* [Text section]:
GCTE's operational definition of "global change" encompasses far more than just changes in climate and atmospheric composition. It also includes change in land use, as driven by demographic, economic, technological, and social pressures. Over the next few decades this human dimension of global change will have the most profound influence on the fate of terrestrial ecosystems; one aspect intimately associated with this change in land use (but also linked to the other changes discussed above) is soil erosion and it poses a major threat for sustainable land management.

Soil erosion is a very widespread phenomenon, and is usually irreversible. Once the nutrient-rich surface soil has been lost, the ability to sustain plant growth is severely reduced, and increased runoff from the more impermeable subsoils results in reduced plant-available water. Furthermore, erosion brings various associated "off-site" problems, including reduced water quality from increased sediment loads and poorer air quality due to dust.

It has long been known that both water and wind erosion are commonly accelerated by degrading vegetation cover, presently the main manifestation of global change; given a relatively stable set of conditions many successful strategies have been developed for combating erosion. Global change will, however, bring added problems, as it encompasses more than just change in land-use; change in atmospheric composition and, more particularly, change in climate will further stress many systems. The severity, frequency and extent of erosion will certainly be altered by changes in rainfall amount and intensity, and by changes in wind. Global change will thus amplify many current problems, but as certain soil thresholds are exceeded, potentially new and different problems could arise. It will therefore be crucial to understand the potential impacts of global change on soils to allow the predictive capability necessary to improve their management in the future to be developed. The "GCTE Soil Erosion Network" (one of the key components of the soils research agenda of the Global Change and Terrestrial Ecosystems Core Project of the International Geosphere-Biosphere Programme), is dedicated to this goal.

One of the unique features of GCTE is that it has set an internationally agreed research agenda (the GCTE Operational Plan, see above) to investigate the interactive effects of changes in the global change drivers. To achieve its aims, this research will require collaboration between research teams, between nations and between disciplines. The GCTE Soil Erosion Network is designed to provide the international coordination and linkages necessary to achieve the Network's objectives.

Network Objectives

To design and undertake experimental and monitoring programmes to provide a predictive understanding of the impacts of changes in climate and land-use on soil erosion.

* [Information given]:
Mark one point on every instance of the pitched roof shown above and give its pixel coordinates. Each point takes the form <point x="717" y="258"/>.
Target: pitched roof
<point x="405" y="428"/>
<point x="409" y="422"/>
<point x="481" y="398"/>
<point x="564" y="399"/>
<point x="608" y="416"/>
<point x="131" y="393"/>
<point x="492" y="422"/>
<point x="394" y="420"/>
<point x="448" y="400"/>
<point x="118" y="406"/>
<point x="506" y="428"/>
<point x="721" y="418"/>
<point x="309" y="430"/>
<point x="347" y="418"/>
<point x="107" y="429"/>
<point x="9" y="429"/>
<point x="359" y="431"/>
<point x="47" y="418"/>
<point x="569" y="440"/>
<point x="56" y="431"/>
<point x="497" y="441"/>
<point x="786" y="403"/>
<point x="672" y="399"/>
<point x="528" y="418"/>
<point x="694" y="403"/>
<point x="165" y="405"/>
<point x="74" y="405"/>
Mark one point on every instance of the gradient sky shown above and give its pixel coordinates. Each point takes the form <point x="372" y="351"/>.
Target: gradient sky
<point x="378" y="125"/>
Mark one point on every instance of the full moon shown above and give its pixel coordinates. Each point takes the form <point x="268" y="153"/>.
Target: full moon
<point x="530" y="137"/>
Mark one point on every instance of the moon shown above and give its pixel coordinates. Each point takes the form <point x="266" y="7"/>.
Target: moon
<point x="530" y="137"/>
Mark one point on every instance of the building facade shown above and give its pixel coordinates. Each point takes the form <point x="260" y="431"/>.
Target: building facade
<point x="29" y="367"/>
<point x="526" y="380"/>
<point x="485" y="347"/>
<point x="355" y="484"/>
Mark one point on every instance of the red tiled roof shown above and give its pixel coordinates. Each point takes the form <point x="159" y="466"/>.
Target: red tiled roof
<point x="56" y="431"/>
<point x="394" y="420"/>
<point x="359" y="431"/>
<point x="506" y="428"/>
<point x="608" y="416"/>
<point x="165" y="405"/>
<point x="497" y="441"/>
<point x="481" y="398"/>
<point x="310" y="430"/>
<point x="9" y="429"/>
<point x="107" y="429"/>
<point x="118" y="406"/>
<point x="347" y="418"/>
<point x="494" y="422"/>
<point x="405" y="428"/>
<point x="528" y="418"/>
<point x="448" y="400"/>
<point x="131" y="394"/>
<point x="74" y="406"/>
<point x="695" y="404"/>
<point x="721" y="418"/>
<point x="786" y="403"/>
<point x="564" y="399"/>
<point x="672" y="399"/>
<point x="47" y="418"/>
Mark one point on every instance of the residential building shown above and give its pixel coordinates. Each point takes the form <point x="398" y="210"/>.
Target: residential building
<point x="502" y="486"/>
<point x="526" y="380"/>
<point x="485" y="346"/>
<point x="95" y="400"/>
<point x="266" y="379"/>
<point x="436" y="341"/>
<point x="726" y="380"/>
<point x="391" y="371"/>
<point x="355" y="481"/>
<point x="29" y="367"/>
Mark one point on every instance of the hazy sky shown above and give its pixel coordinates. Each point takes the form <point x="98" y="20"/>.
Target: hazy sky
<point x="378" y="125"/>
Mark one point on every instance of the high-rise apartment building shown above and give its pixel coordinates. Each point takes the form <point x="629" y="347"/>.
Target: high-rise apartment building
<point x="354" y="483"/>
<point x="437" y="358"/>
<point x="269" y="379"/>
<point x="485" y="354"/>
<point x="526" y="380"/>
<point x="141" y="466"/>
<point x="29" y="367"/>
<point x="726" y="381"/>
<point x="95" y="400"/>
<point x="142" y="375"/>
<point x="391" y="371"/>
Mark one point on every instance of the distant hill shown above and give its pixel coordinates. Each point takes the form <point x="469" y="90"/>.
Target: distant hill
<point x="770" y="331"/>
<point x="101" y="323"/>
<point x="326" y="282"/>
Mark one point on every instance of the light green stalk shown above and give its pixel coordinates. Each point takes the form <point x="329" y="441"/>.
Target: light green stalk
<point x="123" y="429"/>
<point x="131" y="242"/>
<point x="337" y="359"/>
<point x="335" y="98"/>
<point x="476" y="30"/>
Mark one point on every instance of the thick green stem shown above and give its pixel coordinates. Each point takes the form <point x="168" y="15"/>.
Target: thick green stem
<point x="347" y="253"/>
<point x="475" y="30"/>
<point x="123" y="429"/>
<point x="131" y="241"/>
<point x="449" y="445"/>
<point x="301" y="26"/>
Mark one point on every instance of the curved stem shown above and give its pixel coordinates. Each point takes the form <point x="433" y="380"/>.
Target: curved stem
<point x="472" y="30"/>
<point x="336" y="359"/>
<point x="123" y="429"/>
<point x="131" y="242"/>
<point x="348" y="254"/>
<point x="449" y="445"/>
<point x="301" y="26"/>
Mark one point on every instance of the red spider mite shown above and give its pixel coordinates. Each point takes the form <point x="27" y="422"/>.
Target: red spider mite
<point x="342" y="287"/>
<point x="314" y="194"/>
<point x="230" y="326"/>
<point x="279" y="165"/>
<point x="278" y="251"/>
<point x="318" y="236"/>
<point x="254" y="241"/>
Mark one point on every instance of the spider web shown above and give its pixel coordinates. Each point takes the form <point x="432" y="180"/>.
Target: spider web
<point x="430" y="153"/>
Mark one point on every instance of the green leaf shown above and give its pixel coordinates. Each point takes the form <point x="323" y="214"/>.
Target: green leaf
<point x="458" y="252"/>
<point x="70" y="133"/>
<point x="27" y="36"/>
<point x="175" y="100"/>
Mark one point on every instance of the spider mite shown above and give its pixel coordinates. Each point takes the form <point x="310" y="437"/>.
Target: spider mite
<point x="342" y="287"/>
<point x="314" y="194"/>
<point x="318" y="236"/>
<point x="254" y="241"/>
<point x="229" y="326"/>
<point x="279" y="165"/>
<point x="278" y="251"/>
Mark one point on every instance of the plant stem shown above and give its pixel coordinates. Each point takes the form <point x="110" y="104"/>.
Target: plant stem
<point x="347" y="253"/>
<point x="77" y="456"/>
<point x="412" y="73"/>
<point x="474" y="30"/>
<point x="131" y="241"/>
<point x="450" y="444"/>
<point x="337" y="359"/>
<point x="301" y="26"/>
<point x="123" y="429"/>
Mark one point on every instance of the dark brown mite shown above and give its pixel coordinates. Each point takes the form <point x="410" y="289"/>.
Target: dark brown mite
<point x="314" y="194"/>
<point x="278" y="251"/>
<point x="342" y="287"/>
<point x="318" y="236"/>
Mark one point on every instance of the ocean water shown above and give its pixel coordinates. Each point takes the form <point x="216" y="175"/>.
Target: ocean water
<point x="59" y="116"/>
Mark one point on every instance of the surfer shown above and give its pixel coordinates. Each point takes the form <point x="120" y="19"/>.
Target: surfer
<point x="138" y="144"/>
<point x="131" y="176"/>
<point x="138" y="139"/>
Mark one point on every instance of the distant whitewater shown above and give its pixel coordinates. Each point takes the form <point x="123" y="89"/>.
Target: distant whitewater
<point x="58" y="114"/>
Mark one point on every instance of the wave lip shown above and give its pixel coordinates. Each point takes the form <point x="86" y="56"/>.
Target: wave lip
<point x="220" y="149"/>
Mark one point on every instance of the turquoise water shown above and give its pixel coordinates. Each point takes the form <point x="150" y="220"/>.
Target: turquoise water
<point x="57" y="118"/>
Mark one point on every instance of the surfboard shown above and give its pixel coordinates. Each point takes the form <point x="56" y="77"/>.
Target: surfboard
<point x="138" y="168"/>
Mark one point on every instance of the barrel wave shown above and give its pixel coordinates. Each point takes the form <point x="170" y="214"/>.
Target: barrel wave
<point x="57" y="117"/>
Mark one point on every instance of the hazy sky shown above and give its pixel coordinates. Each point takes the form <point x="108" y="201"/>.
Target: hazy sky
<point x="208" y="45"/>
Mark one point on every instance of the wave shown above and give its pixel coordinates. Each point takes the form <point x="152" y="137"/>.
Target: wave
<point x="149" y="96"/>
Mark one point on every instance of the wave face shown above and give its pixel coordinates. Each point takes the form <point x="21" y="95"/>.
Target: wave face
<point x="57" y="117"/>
---
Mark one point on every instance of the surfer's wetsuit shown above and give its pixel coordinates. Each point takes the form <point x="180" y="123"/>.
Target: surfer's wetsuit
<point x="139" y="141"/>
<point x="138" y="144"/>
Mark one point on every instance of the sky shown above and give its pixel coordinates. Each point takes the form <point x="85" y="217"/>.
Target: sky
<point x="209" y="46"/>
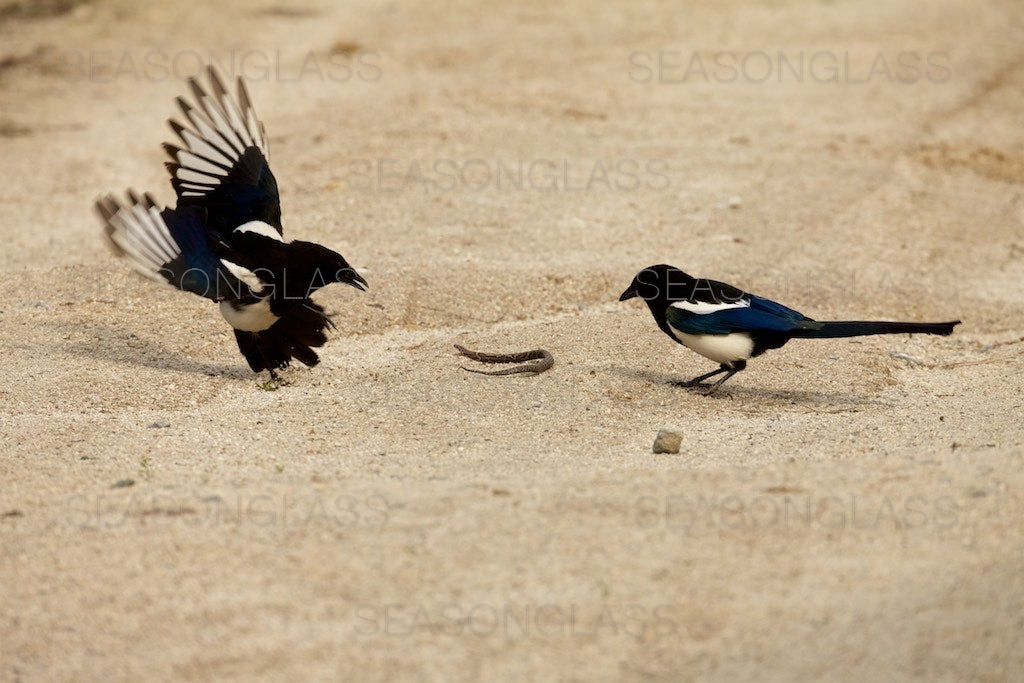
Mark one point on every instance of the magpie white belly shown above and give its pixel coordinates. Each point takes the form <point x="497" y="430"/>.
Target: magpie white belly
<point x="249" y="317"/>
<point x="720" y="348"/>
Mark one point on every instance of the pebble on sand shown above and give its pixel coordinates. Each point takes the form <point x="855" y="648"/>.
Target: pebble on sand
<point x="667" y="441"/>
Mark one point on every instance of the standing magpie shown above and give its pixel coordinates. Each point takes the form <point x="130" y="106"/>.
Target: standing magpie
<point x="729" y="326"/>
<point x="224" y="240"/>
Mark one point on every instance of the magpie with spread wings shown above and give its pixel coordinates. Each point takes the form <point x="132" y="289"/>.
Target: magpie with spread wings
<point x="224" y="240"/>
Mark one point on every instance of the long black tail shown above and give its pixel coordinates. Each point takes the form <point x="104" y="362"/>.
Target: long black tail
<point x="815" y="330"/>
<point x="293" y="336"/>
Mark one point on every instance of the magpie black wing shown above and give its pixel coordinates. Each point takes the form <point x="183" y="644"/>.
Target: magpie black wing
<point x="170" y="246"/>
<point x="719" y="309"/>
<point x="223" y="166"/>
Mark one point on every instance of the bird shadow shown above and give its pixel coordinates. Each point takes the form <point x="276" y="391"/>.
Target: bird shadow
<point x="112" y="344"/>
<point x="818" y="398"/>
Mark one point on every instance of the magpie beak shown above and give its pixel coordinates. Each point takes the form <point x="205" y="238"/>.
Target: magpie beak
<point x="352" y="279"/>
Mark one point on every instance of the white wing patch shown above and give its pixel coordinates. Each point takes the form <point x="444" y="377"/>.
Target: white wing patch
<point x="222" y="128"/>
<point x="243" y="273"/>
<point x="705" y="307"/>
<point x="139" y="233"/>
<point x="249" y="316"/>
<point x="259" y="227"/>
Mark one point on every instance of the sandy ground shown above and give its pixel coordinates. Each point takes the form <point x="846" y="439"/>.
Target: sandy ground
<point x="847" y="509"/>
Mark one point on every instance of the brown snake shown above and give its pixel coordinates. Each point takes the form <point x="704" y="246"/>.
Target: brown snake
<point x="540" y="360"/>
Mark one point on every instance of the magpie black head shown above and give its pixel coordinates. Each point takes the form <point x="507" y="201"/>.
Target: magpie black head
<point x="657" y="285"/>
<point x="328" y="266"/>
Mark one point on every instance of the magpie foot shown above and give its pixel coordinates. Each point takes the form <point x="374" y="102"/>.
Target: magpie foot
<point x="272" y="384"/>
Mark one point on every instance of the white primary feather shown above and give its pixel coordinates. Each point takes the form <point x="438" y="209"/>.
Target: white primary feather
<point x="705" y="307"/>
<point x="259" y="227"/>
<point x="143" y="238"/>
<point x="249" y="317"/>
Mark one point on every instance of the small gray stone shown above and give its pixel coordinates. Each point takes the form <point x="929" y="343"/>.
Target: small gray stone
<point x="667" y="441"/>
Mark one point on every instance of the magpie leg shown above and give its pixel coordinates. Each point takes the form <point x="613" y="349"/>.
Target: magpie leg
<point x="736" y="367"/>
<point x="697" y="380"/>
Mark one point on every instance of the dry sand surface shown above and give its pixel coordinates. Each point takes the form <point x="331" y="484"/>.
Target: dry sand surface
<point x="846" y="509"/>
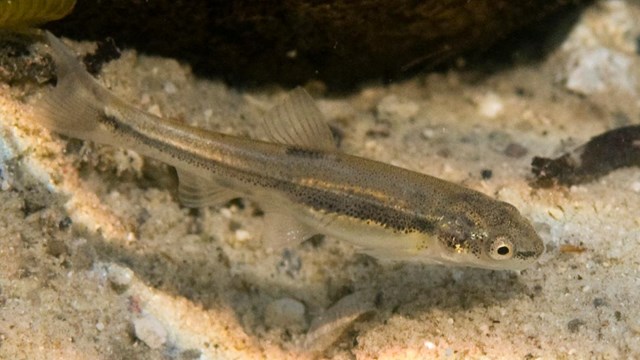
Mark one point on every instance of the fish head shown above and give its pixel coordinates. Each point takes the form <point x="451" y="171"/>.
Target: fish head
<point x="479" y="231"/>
...
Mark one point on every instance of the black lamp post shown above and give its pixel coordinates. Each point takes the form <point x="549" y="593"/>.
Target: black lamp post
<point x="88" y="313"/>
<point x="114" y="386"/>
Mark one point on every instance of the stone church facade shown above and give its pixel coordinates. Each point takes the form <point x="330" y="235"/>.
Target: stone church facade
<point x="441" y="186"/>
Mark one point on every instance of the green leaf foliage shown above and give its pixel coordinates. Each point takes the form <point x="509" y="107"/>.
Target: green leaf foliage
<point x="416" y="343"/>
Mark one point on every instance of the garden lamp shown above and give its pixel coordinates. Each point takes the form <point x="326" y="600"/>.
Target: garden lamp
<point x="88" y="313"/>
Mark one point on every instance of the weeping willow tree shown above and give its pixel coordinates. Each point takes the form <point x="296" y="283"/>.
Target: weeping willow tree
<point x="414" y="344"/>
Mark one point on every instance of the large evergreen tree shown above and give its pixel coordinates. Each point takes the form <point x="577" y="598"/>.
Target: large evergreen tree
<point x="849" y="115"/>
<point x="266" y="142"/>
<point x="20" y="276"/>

* [What this exercise asks]:
(1) Answer these questions from the text on soil erosion:
(a) What pressures drive change in land use?
(b) Which two "off-site" problems does erosion bring?
(c) What is the GCTE Soil Erosion Network designed to provide?
(2) Write out everything in the text on soil erosion from "One of the unique" down to "on soil erosion.", word for word.

* [Correct answers]:
(1)
(a) Demographic, economic, technological, and social pressures.
(b) Reduced water quality from increased sediment loads, and poorer air quality due to dust.
(c) The international coordination and linkages necessary to achieve the Network's objectives.

(2)
One of the unique features of GCTE is that it has set an internationally agreed research agenda (the GCTE Operational Plan, see above) to investigate the interactive effects of changes in the global change drivers. To achieve its aims, this research will require collaboration between research teams, between nations and between disciplines. The GCTE Soil Erosion Network is designed to provide the international coordination and linkages necessary to achieve the Network's objectives.

Network Objectives

To design and undertake experimental and monitoring programmes to provide a predictive understanding of the impacts of changes in climate and land-use on soil erosion.